Labeled contour entries
○ ○ ○ ○ ○

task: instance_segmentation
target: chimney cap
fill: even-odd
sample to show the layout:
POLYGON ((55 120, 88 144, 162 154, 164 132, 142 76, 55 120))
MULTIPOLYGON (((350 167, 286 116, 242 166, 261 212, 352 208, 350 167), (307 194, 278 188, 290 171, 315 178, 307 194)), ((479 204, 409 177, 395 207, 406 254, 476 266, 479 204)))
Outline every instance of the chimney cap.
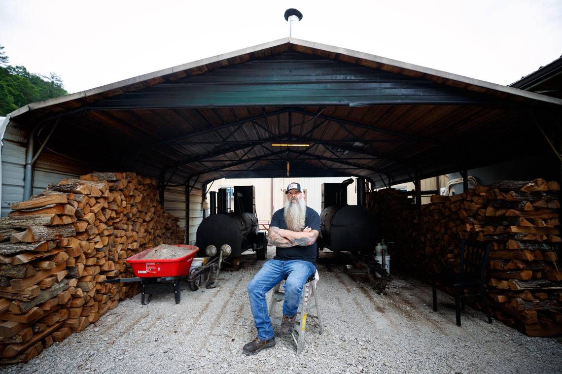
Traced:
POLYGON ((294 8, 289 8, 285 11, 285 20, 288 21, 289 17, 291 16, 296 16, 298 17, 298 20, 302 19, 302 13, 294 8))

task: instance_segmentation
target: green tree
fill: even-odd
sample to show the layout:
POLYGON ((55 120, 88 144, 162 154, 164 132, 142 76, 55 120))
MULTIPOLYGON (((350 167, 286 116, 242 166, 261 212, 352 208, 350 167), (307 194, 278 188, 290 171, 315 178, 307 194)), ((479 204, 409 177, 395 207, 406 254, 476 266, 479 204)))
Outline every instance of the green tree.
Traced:
POLYGON ((46 76, 29 72, 25 66, 6 65, 8 58, 3 49, 0 45, 0 116, 29 103, 68 93, 56 73, 46 76))

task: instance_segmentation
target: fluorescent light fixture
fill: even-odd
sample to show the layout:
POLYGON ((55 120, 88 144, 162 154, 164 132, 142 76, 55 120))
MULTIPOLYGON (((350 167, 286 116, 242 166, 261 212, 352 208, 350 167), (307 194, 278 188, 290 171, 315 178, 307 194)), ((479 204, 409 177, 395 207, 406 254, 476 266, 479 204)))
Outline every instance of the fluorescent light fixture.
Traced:
POLYGON ((271 143, 271 147, 308 147, 310 144, 305 144, 300 143, 293 143, 293 144, 287 144, 287 143, 271 143))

○ ○ ○ ○ ○

▸ STATED EXERCISE:
Can you copy out the lines again, starting at the first one and stopping after the line containing "POLYGON ((46 76, 29", requests included? Raise every coordinate in the traced outlines by 74, keep the sample outlines unchanged, and leave the pictures out.

▸ RESULT OF THE TASK:
task: instance_segmentation
target: chimney cap
fill: even-odd
sample to show the layout:
POLYGON ((55 120, 88 144, 162 154, 164 132, 142 76, 55 120))
MULTIPOLYGON (((350 167, 286 116, 242 166, 261 212, 352 208, 350 167), (307 194, 278 188, 290 171, 315 178, 307 194)), ((479 204, 409 177, 395 207, 406 254, 476 266, 479 204)))
Outline every instance of the chimney cap.
Traced:
POLYGON ((368 82, 363 82, 359 85, 359 94, 362 95, 363 91, 365 90, 370 90, 372 91, 372 94, 376 93, 376 87, 368 82))

task: instance_segmentation
target: green tree
fill: even-odd
sample to show the layout:
POLYGON ((55 120, 88 144, 162 154, 164 132, 142 76, 55 120))
MULTIPOLYGON (((350 167, 286 116, 242 166, 261 212, 352 208, 350 167), (307 194, 278 188, 290 171, 315 178, 307 194)), ((479 204, 409 177, 395 207, 406 254, 476 266, 479 204)))
Outline every instance of the green tree.
Traced:
POLYGON ((120 150, 103 146, 99 140, 80 139, 82 132, 77 123, 74 119, 74 190, 103 177, 142 167, 130 147, 120 150))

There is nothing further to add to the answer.